● **REQUEST A**:
List the username of every person who posted in the forum thread on market table signage, naming each one once.
● **REQUEST B**:
Transcribe the passage of the forum thread on market table signage that starts at "# Market Table" and ends at "came up with...".

# Market Table Signage



## Misschief (Jan 29, 2020)

I've been looking at my table signage (price signs) and reading some marketing books/articles. One of the things that I read over and over is that everything should be consistent with your image. To that end, I've decided to upgrade from handwritten chalkboard signs to printed signage. The next challenge was to come up with a way of displaying them. One of the things I didn't like about my chalkboard signs was that they're easy to tip over; I've knocked them over numerous times. Being home yesterday and today (not sick, just not feeling "right") gave me time to think. Here's what I came up with...





I picked up a bucket of Quickrete cement and made these two samples. The paperclips will hold the signs (3.5" x 3.5") once they're fully set. Right now, I have them in the oven with the light on to harden them as I added a little more water than called for. If they work, I'll be making a few more on the weekend. I'll post a pic once they're out of the molds.

What do you do for small signage?


----------



## shunt2011 (Jan 30, 2020)

I print most of my signs these days.  I use something similar that like you made but mine were purchased from amazon.

https://www.amazon.com/gp/product/B06XV15RKQ/ref=ox_sc_saved_title_10?smid=AFQYEYDAEJ12M&psc=1

Something like these.


----------



## Misschief (Jan 30, 2020)

shunt2011 said:


> I print most of my signs these days.  I use something similar that like you made but mine were purchased from amazon.
> 
> https://www.amazon.com/gp/product/B06XV15RKQ/ref=ox_sc_saved_title_10?smid=AFQYEYDAEJ12M&psc=1
> 
> Something like these.


Those are nice!


----------



## Misschief (Jan 30, 2020)

Here they are, out of the mold. The one on the left looks wonky but it really isn't.


----------



## amd (Jan 30, 2020)

I'm trying to keep my displays as clean as possible, going for a more "natural" look, but after trying some small signage I realized that it really needs to be "in the customer's face" so my signs ended up being slightly large. I found the chalkboard trays in the Target dollar section (I think they were $3) last year, and I have a friend with a vinyl cutter, so she made my lettering. 





Side note: My husband built me the 2 tier shelf when I first started doing shows, I used it for a few and then ditched it, but went back to it last year and realized how much I love it so he's building me more for this year. They'll be getting a facelift to a lighter color. (The black just blends with the background too much.)

● **DATA EXCERPT**:

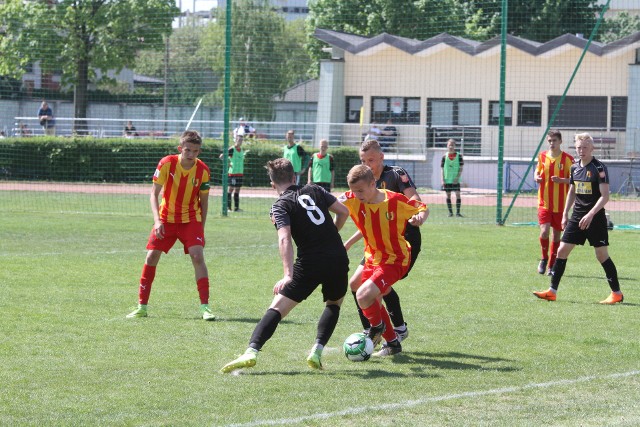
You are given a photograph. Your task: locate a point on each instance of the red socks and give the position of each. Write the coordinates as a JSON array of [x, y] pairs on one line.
[[203, 290], [544, 245], [146, 279]]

● **COMPLETE OUTPUT A**:
Misschief
shunt2011
amd

● **COMPLETE OUTPUT B**:
# Market Table Signage



## Misschief (Jan 29, 2020)

I've been looking at my table signage (price signs) and reading some marketing books/articles. One of the things that I read over and over is that everything should be consistent with your image. To that end, I've decided to upgrade from handwritten chalkboard signs to printed signage. The next challenge was to come up with a way of displaying them. One of the things I didn't like about my chalkboard signs was that they're easy to tip over; I've knocked them over numerous times. Being home yesterday and today (not sick, just not feeling "right") gave me time to think. Here's what I came up with...